• Selected excerpt:
Swedish sauna rituals and snow flurries by the sea

Skepparholmen Spa Hotel in Nacka, Stockholm + Swedish sauna customs  |  Skepparholmen Spa Hotel in Nacka, Stockholm + Swedish sauna customs  |  Swedish sauna rituals and snow flurries by the sea on afeathery*nest  |  http://afeatherynest.com

R was a water baby and his love affair with all things water and spa (salute per aqua, or, "health by water") has continued since. He can spend a whole day under the sun at the sea and a whole afternoon alternating between dips in a pool / jacuzzi and enclosing himself in a sauna at a spa.

But up until a few years ago, I wasn't at all on board with any of that. Roast myself under a burning sun? Not so much. Stick myself in a blazingly-hot confined space for minutes on end? No, thanks—I'm not exactly a fan of feeling hot and sticky. (Bikram yoga is somehow something entirely different).

And having the ethnic background that I do, lying under the sun at the beach isn't really necessary—I have a year-round tan, so to speak. Sitting under an umbrella with a book is ever so much more civilized to me. But as our relationship continued, I started to actually enjoy the feel of the sun's rays dancing across my skin after a dip and I began willingly choosing to spend a little time after I emerge from the sea or pool purposefully laying myself outside the confines of my umbrella's shade to dry off and warm up.

And wonder of wonders, I've since embraced the water and sauna rituals, too (I mean, clearly.). While I used to only go to spas for the massage and facial treatments, now we do the shuffle between pool, sauna and steam bath together.

But since moving to Sweden and beginning to indulge in all the sybaritic offerings here in Stockholm, I've suddenly had a new practice to acclimate to: the Swedish way of sauna-ing.

I'm an American—your typical overly-friendly, sometimes geographically-inept American that is modest to a point. Potentially describable as prudish. Someone who views a bathing suit with or without a towel wrapped around oneself as standard sauna dress code.

At your more "international" Swedish saunas, like you'd find at a hotel, that's just fine. But when my lovely Swedish in-laws gifted me a day at Centralbadet (The Central Baths—built in 1904 and wonderfully ornate) here in Stockholm for my birthday, I got a taste of the more traditional way that Swedes spend their time in a sauna.

• What you are asked to do: Can you reproduce, word for word, the stretch of the Swedish sauna piece from "And having the" through "and warm up."?

• Records:
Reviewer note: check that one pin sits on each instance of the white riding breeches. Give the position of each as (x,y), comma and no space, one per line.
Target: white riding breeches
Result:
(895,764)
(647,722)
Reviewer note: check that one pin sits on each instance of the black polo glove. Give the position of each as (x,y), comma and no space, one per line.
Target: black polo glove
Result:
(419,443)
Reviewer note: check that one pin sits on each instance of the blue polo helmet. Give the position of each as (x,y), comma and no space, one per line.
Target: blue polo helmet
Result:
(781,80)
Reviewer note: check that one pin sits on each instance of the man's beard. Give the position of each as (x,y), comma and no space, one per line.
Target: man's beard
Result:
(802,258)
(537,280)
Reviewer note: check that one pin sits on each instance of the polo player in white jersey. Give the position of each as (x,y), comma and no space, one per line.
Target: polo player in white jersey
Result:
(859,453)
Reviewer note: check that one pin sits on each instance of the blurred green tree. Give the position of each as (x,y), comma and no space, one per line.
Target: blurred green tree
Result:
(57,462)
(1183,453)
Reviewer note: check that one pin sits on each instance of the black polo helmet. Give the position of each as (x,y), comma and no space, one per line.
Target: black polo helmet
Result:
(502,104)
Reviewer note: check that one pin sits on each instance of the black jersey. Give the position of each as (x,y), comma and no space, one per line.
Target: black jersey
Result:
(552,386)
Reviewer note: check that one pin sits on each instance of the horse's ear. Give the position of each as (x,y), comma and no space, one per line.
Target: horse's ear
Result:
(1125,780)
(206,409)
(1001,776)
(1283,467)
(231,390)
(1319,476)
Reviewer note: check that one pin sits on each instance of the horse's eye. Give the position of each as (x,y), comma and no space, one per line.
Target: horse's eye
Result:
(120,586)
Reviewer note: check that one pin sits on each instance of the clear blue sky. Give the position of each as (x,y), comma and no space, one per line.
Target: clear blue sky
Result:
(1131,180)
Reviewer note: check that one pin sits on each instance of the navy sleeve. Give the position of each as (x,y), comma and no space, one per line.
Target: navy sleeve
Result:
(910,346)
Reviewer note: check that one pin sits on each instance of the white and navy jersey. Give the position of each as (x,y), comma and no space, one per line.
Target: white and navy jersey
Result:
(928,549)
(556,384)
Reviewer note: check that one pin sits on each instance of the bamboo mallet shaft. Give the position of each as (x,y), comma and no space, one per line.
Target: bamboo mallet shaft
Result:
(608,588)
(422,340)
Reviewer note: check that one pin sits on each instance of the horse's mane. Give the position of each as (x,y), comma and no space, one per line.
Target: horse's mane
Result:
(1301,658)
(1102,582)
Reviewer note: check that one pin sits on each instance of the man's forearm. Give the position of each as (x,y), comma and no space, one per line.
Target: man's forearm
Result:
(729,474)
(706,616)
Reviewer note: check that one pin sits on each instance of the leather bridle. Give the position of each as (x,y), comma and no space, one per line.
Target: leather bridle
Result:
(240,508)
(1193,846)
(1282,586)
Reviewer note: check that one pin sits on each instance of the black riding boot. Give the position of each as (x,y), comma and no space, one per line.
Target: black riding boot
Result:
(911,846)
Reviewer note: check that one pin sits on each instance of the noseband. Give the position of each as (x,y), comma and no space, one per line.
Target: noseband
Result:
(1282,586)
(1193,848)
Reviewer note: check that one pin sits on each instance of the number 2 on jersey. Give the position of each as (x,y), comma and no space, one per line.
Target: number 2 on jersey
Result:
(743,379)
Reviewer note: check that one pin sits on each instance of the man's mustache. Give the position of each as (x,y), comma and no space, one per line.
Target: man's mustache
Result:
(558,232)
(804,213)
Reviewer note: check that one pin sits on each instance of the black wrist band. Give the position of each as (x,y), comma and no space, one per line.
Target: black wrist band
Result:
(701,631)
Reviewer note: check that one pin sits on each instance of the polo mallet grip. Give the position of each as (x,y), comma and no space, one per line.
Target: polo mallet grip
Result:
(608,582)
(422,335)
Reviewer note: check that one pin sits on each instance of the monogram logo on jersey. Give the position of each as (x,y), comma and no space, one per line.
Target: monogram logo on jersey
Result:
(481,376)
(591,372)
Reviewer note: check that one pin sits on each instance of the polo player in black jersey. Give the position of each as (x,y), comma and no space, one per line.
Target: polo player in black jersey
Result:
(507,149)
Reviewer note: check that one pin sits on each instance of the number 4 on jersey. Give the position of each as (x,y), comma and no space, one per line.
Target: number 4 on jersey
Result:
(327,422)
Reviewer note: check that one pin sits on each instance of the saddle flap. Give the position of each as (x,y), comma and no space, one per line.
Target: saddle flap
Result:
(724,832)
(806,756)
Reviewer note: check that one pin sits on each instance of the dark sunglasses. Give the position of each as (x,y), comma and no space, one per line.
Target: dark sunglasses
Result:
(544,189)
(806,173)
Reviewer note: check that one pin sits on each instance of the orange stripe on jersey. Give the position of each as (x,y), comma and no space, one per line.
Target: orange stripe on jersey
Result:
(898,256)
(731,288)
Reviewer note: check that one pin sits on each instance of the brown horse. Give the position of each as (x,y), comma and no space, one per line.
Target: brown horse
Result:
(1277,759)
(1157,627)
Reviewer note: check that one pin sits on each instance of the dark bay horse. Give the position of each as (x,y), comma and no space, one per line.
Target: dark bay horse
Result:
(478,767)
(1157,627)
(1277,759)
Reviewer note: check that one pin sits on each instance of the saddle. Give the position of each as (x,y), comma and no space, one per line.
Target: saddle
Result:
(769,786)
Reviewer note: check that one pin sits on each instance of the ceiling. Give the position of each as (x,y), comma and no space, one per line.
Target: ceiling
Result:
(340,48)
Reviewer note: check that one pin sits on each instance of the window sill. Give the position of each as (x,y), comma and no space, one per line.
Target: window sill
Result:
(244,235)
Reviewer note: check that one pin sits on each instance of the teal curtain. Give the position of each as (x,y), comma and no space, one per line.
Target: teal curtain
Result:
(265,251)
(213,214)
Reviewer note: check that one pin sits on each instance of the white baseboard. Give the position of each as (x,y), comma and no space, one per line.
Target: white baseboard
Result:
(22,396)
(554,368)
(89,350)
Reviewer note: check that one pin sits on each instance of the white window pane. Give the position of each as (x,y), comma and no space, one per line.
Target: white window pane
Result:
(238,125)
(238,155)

• Written response:
And having the ethnic background that I do, lying under the sun at the beach isn't really necessary—I have a year-round tan, so to speak. Sitting under an umbrella with a book is ever so much more civilized to me. But as our relationship continued, I started to actually enjoy the feel of the sun's rays dancing across my skin after a dip and I began willingly choosing to spend a little time after I emerge from the sea or pool purposefully laying myself outside the confines of my umbrella's shade to dry off and warm up.